§ **TASK DETAILS**
Rewrite the data below, changing every "instance" to "occurrence" and keeping all other text the same.

§ **SOURCE MATERIAL**
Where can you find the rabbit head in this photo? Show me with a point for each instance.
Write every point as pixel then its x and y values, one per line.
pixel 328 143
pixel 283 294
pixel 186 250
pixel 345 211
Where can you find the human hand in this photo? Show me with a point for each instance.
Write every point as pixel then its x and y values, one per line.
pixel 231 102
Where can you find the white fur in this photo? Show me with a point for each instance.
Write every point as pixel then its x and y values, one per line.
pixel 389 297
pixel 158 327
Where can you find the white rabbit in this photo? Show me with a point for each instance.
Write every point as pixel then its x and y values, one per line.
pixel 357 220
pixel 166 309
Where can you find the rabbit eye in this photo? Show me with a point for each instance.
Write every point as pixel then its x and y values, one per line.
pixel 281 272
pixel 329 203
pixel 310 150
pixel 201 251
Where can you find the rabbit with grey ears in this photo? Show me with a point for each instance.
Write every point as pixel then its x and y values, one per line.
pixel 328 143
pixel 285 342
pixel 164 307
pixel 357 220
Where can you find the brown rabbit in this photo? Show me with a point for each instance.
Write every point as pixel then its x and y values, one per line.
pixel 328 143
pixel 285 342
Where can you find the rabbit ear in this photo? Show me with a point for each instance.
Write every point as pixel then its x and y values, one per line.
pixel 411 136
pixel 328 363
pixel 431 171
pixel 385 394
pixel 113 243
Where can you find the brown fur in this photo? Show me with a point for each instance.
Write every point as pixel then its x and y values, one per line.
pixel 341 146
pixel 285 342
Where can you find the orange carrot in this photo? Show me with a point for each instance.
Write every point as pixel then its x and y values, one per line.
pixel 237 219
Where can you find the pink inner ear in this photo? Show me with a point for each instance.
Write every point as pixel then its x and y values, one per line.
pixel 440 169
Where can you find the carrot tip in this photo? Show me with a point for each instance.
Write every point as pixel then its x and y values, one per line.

§ **RESULT FOR THIS TASK**
Where can you find the rabbit head in this photo? Show me with a point for each occurrence.
Write every point as pixel then its x and y values, one per line.
pixel 328 143
pixel 283 294
pixel 186 250
pixel 345 211
Where can you find the human hand in this photo? Show me with a point for each occurrence.
Write every point as pixel then its x and y values, one per line.
pixel 231 102
Where can you find the white fur in this photo? Show me with a point for each occurrence.
Write every point as pixel then its x and y values, one per line.
pixel 389 297
pixel 158 327
Where can you find the white rabbit in this photo? Show me with a point for each occurrence.
Write every point as pixel then its x and y values, one per line.
pixel 357 220
pixel 166 309
Where can you find the rabbit eye in this photo? Show me with a point for each occurrence.
Write every point as pixel then its x and y values, one per line.
pixel 281 272
pixel 329 203
pixel 310 150
pixel 201 251
Where can you find the rabbit with grey ears in this photo? Show me with a point for each occurrence.
Write every point as pixel then its x and y values, one per line.
pixel 328 143
pixel 285 342
pixel 164 307
pixel 357 220
Where can you find the brown rabbit in this photo? Show me with a point for each occurrence.
Write every point as pixel then its x and y values, one per line.
pixel 328 143
pixel 285 342
Where can you find the rabbit ear in this photo? Show me with a point for each occurrence.
Write every point as pixel then its x and y values, one per line.
pixel 411 136
pixel 328 363
pixel 431 171
pixel 385 394
pixel 113 243
Where can you find the brown fur in this photo? Show me with a point for each occurrence.
Write every point as pixel then its x and y values, one per line.
pixel 341 146
pixel 285 342
Where can you find the orange carrot in this photo? Show me with a point for each occurrence.
Write every point as pixel then its x and y values, one per line.
pixel 237 219
Where can you find the pink inner ear in this photo? Show me with a point for each occurrence.
Write every point as pixel then its x and y values, one per line.
pixel 440 169
Where can you find the carrot tip in this photo? Show me with a point for each occurrence.
Write every point as pixel then its x and y values, one per line.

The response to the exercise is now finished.